> _Given passage_:
************

I open my notebook again, looking at my everyday’s study, my everyday’s effort. I see myself trying hard to put more words and sentences into blank pages. I try to learn more vocabularies to be able to communicate. I try to put the whole dictionary in my brain. But in this remote countryside, in this nobody’s wonderland, what’s the point of this? It doesn’t matter if one speaks Chinese or English here; it doesn’t matter if one is mute or deaf. Language is not important anymore. Only the simple physical existence matters in the nature.
A Concise Chinese-English Dictionary for Lovers explores some profound questions about language, identity, culture, communication, and love. Its depths aren’t immediately apparent, though, because Guo approaches these issues carefully through voice and form, illustrating them through her narrator’s experiences and gradually changing self-expression, rather than addressing them directly.
The novel is narrated by Zhuang Xiao Qiao (or “Z,” as she comes to be called because most people she meets can’t actually pronounce her name), a young Chinese woman who moves to London to “make better life through Western education.” She’s dubious about the goal: “I not caring if I speaking English or not,” she says: she’s doing it at her parents’ urging (“Why they want changing my life?”) and she’s wary about what it will be like (“how I living in strange country West alone?”). Once arrived, she attends language classes and carries her Chinese-English dictionary with her everywhere. Looking words up isn’t enough, though: the novel emphasizes that knowing definitions still leaves plenty of room for confusion and misinterpretation—because language carries not just nuances and idioms but also assumptions, contexts, whole layers of culture that make one-to-one translations impossible. “After grammar class,” Z says early in her lessons,
I sit on bus and have deep thought about my new language. Person as dominate subject, is main thing in an English sentence. Does it mean West culture respecting individuals more? In China, you open daily newspaper, title on top is “OUR HISTORY DECIDE IT IS TIME TO GET RICH” or “THE GREAT COMMUNIST PARTY HAVE THIRD MEETING” or “THE 2008 OLYMPICS NEED CITIZENS PLANT MORE GREENS.” Look, no subjects here are mans or womans. Maybe Chinese too shaming putting their name first, because that not modest way to be.
Z’s English narration captures the misfit between her complex thoughts and the limited language she has available to express them; one of the cleverest aspects of the novel is the gradual closing of that gap as her English becomes more fluent—though as she reflects, the process is also one of internal transformation, as she changes herself in response to her new experiences of life in England and travel abroad.

************

> _Supplied information_:
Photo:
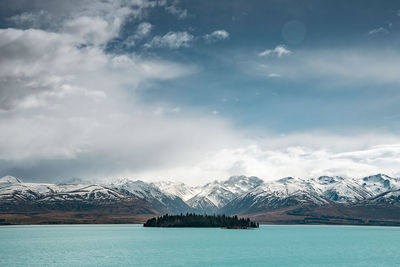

************

> _Required work_:
1/ In the review of the novel about Zhuang Xiao Qiao, why does she come to be called "Z"?
2/ Continue the review of the novel about Zhuang Xiao Qiao from where it stops.
The lines that come after the review are separate material.

> _Solved problems_:
1/ Most people she meets can't pronounce her name.

2/
Though it is structured as a love story, between Z and an Englishman she meets at the cinema and then moves in with, A Concise Chinese-English Dictionary for Lovers avoids the cliché of setting the lovers up as representatives of different, sometimes clashing, cultures who resolve their differences by finding some third way—a new language, either literally or metaphorically. In fact, their relationship is an uneasy one from the beginning, or at least it was to me. For one thing, he is quite a bit older, and because Z is so focused on learning English (and learning about England), there is a pedagogical dimension to their interactions that doesn’t sit well, even before we start to know him well enough to doubt he’s a keeper. He isn’t always comfortable with it either, bursting out at one point,
It is too tiring to live like this. I cannot spend my whole time explaining the meaning of words to you, and I can’t be questioned by you all day long.
As Z’s linguistic education continues, he also comes to feel threatened by it, protesting her habits of constant reading and writing. In her turn, Z gets frustrated with him, as well as with the need for constant effort in her communication:
I am sick of speaking English like this. I am sick of writing English like this. I feel as if I am being tied up, as if I am living in a prison . . . I wish I could just go back to my own language now. But is my own native language simple enough?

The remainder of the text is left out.